Work required –
Reproduce every entry exactly.
-- Material for this task start --
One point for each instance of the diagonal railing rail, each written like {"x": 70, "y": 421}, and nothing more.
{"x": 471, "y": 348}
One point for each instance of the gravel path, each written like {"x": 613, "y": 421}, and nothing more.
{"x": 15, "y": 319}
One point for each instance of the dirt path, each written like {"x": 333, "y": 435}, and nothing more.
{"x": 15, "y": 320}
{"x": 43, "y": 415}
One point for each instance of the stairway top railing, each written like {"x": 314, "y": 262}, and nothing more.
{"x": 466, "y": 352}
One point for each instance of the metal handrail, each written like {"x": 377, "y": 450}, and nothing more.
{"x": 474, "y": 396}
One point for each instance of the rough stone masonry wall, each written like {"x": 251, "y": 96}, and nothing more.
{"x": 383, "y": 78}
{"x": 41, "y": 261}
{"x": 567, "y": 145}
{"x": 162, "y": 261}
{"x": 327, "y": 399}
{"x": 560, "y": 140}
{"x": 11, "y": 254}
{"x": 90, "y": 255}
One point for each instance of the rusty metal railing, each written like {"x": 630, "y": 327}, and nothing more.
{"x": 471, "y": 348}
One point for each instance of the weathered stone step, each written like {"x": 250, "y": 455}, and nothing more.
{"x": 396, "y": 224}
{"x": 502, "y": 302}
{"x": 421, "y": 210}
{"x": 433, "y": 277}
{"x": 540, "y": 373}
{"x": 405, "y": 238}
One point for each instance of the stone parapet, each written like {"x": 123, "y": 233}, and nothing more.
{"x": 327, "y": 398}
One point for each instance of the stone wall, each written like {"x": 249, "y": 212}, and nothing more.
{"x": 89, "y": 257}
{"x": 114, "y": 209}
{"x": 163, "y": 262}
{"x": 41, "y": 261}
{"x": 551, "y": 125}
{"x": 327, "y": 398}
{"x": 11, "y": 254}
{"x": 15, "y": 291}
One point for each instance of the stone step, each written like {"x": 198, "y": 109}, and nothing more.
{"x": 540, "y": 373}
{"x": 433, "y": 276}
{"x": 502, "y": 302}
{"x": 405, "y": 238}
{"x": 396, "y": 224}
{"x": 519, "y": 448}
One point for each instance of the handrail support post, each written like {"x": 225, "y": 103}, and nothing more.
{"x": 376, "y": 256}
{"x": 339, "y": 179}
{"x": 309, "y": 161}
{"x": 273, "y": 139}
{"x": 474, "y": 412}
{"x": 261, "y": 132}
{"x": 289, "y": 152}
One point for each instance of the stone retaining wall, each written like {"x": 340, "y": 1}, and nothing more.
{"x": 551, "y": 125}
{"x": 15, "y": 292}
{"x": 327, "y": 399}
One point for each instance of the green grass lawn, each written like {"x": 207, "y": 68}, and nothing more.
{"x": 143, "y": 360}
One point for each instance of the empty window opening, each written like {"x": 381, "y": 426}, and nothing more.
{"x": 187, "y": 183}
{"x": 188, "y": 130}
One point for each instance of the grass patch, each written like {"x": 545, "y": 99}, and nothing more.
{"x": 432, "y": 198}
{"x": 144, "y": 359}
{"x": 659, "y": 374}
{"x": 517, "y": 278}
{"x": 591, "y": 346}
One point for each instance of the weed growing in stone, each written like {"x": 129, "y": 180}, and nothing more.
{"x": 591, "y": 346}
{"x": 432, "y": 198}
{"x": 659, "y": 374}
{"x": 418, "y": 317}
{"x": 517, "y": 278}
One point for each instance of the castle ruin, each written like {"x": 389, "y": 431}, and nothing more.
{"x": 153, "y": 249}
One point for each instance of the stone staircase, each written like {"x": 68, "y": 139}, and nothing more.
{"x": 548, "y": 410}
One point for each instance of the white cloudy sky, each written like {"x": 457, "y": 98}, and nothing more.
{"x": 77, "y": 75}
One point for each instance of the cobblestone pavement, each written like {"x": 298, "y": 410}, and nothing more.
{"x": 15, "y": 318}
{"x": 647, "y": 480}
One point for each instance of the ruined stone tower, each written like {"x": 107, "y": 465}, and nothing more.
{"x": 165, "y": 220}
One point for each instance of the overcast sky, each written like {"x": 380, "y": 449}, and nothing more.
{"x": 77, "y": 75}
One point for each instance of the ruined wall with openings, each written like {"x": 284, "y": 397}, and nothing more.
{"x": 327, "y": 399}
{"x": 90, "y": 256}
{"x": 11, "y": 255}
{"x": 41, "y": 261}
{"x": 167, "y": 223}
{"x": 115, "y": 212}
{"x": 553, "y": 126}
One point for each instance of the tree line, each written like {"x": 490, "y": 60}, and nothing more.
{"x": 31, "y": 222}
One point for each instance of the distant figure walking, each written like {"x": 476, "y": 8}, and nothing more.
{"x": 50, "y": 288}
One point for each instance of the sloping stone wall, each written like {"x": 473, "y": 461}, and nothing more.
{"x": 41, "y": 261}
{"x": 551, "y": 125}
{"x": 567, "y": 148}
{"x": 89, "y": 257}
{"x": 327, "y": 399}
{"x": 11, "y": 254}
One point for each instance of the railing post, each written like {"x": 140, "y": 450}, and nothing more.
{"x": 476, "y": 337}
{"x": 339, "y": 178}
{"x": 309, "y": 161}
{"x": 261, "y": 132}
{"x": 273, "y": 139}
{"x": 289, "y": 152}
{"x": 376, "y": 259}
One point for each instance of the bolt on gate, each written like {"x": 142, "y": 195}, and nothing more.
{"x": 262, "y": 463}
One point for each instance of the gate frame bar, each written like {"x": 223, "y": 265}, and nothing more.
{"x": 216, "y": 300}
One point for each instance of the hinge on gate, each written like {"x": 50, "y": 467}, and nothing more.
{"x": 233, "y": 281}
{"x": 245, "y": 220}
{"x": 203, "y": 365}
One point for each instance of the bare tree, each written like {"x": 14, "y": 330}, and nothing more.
-- Material for this task end --
Response –
One point for each instance of the diagonal railing rail, each written like {"x": 70, "y": 421}, and nothing more.
{"x": 471, "y": 348}
One point for each instance of the gravel path, each written like {"x": 613, "y": 421}, and nothing more.
{"x": 15, "y": 319}
One point for each instance of the dirt path, each written like {"x": 333, "y": 435}, and nothing more.
{"x": 15, "y": 320}
{"x": 43, "y": 415}
One point for each instance of the stairway top railing, each written like {"x": 314, "y": 262}, and nothing more.
{"x": 466, "y": 352}
One point for each instance of the metal handrail, each written like {"x": 377, "y": 450}, and nothing more.
{"x": 474, "y": 396}
One point for each instance of the rough stone masonry wall, each written like {"x": 251, "y": 96}, and nothing more.
{"x": 383, "y": 78}
{"x": 41, "y": 261}
{"x": 567, "y": 145}
{"x": 162, "y": 261}
{"x": 327, "y": 399}
{"x": 560, "y": 140}
{"x": 11, "y": 254}
{"x": 90, "y": 255}
One point for each instance of the rusty metal railing, each written like {"x": 630, "y": 327}, and nothing more.
{"x": 471, "y": 348}
One point for each instance of the weathered stone step, each written like {"x": 250, "y": 455}, and nothing more.
{"x": 396, "y": 224}
{"x": 502, "y": 302}
{"x": 421, "y": 210}
{"x": 433, "y": 277}
{"x": 540, "y": 373}
{"x": 405, "y": 238}
One point for each instance of the stone parapet, each written like {"x": 123, "y": 233}, and nothing more.
{"x": 327, "y": 398}
One point for each instance of the stone wall, each written like {"x": 249, "y": 212}, and nothing more.
{"x": 89, "y": 257}
{"x": 114, "y": 209}
{"x": 163, "y": 262}
{"x": 41, "y": 261}
{"x": 551, "y": 125}
{"x": 327, "y": 398}
{"x": 11, "y": 254}
{"x": 15, "y": 291}
One point for each instance of the stone step, each written like {"x": 198, "y": 109}, and nothing more.
{"x": 540, "y": 373}
{"x": 433, "y": 276}
{"x": 502, "y": 302}
{"x": 405, "y": 238}
{"x": 396, "y": 224}
{"x": 519, "y": 448}
One point for each instance of the handrail support post, each written like {"x": 225, "y": 103}, and nothing more.
{"x": 376, "y": 256}
{"x": 339, "y": 179}
{"x": 309, "y": 161}
{"x": 273, "y": 139}
{"x": 474, "y": 412}
{"x": 261, "y": 132}
{"x": 289, "y": 152}
One point for each instance of the stone retaining wall, each written like {"x": 340, "y": 1}, and nothing more.
{"x": 551, "y": 125}
{"x": 15, "y": 292}
{"x": 327, "y": 399}
One point for each instance of the green grass lawn, each written like {"x": 207, "y": 68}, and nothing more.
{"x": 143, "y": 360}
One point for each instance of the empty window opening, each written like {"x": 381, "y": 426}, and nothing more.
{"x": 187, "y": 183}
{"x": 188, "y": 130}
One point for each instance of the grass patch, each written like {"x": 545, "y": 99}, and nothing more.
{"x": 432, "y": 198}
{"x": 144, "y": 359}
{"x": 659, "y": 374}
{"x": 517, "y": 278}
{"x": 591, "y": 346}
One point for each instance of the weed growing in stone, each written like {"x": 129, "y": 180}, and nothing more.
{"x": 591, "y": 346}
{"x": 432, "y": 198}
{"x": 659, "y": 374}
{"x": 418, "y": 317}
{"x": 517, "y": 278}
One point for each instance of the castle ruin, each written like {"x": 389, "y": 431}, and nothing more.
{"x": 153, "y": 249}
One point for each instance of the stone staircase, each written like {"x": 68, "y": 139}, and nothing more.
{"x": 548, "y": 410}
One point for each instance of the white cloudy sky, each written like {"x": 457, "y": 98}, and nothing more.
{"x": 77, "y": 75}
One point for each instance of the cobblestone pavement, each written like {"x": 298, "y": 410}, and nothing more.
{"x": 15, "y": 318}
{"x": 647, "y": 480}
One point for each instance of the ruined stone tower, each written like {"x": 107, "y": 465}, and nothing more.
{"x": 165, "y": 220}
One point for each instance of the overcast sky, each written like {"x": 380, "y": 449}, and nothing more.
{"x": 77, "y": 75}
One point for each instance of the ruined wall with openings, each written like {"x": 284, "y": 397}, and nothing more.
{"x": 327, "y": 399}
{"x": 90, "y": 256}
{"x": 11, "y": 255}
{"x": 41, "y": 261}
{"x": 167, "y": 223}
{"x": 115, "y": 212}
{"x": 553, "y": 126}
One point for each instance of the tree line, each written like {"x": 490, "y": 60}, and nothing more.
{"x": 31, "y": 222}
One point for each instance of the distant figure walking, each written like {"x": 476, "y": 8}, and nothing more.
{"x": 50, "y": 288}
One point for each instance of the sloping stone wall, each written like {"x": 473, "y": 461}, and nothing more.
{"x": 41, "y": 261}
{"x": 551, "y": 125}
{"x": 567, "y": 148}
{"x": 89, "y": 257}
{"x": 327, "y": 399}
{"x": 11, "y": 254}
One point for each instance of the railing post, each written like {"x": 140, "y": 450}, and nothing more.
{"x": 476, "y": 337}
{"x": 339, "y": 178}
{"x": 309, "y": 161}
{"x": 261, "y": 132}
{"x": 273, "y": 139}
{"x": 289, "y": 152}
{"x": 376, "y": 259}
One point for each instance of the bolt on gate, each written like {"x": 142, "y": 195}, and nothing more.
{"x": 262, "y": 463}
One point for each instance of the gate frame bar, each written like {"x": 223, "y": 265}, and nothing more.
{"x": 216, "y": 300}
One point for each instance of the hinge on gate, each written like {"x": 50, "y": 467}, and nothing more.
{"x": 233, "y": 281}
{"x": 245, "y": 220}
{"x": 203, "y": 365}
One point for each instance of the bare tree, each written like {"x": 14, "y": 330}, and nothing more.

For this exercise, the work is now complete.